Job:
Copy these lines of the data word for word, beginning with the line that contains "# draw the outline of every instance of the short" and continuing through the line that contains "Now draw the outline of every instance of the short", including both of those lines.
>> start Input for this task
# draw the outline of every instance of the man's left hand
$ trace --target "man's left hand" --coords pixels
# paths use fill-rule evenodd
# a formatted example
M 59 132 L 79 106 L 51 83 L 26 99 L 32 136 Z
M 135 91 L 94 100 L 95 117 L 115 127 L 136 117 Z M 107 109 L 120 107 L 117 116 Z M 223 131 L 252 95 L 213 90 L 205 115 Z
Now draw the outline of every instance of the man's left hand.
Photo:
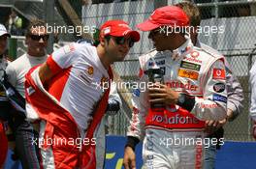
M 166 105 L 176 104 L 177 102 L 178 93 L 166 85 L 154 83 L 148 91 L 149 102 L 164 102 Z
>> end Input for this task
>> start Input for this task
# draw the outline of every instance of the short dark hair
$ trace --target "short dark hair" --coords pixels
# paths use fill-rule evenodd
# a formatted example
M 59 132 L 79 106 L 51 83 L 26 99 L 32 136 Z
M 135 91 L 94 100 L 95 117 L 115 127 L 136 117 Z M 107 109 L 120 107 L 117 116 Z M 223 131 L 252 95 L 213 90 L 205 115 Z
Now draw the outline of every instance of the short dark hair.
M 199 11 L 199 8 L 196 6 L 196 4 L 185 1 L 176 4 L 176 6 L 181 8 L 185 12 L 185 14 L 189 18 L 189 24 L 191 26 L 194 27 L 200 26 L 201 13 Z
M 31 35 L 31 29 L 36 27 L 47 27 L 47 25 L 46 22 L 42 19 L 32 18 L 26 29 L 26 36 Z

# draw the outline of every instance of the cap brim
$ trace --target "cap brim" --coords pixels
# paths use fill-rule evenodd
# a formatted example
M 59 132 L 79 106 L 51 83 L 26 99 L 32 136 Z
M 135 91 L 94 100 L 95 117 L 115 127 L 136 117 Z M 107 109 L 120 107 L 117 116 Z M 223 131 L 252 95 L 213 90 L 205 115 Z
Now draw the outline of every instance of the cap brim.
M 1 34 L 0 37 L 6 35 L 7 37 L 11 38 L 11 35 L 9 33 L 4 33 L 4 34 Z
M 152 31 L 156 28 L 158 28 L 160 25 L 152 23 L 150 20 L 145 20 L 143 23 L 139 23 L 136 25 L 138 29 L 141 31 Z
>> end Input for this task
>> start Input for this task
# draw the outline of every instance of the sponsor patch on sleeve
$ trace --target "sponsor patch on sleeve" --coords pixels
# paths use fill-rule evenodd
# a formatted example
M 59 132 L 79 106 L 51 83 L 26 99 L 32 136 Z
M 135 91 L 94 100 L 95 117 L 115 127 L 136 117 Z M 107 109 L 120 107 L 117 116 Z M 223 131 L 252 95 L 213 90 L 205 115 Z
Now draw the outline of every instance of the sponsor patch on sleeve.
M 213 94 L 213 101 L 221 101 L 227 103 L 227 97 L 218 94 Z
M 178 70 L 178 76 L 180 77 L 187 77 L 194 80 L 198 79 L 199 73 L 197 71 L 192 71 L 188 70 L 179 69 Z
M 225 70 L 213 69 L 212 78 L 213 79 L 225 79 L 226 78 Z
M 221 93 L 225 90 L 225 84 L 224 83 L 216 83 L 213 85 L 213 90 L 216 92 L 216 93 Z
>> end Input for this task
The reply:
# draw the outline of every instance of the short dark hair
$ trace --target "short dark hair" --coords pixels
# paths use fill-rule evenodd
# a formatted example
M 59 132 L 79 106 L 51 83 L 26 99 L 32 136 Z
M 135 91 L 94 100 L 95 117 L 115 127 L 136 117 Z M 107 109 L 120 107 L 117 116 Z M 223 131 L 252 95 L 213 90 L 205 115 Z
Now draw the outline of every instance of the short dark hair.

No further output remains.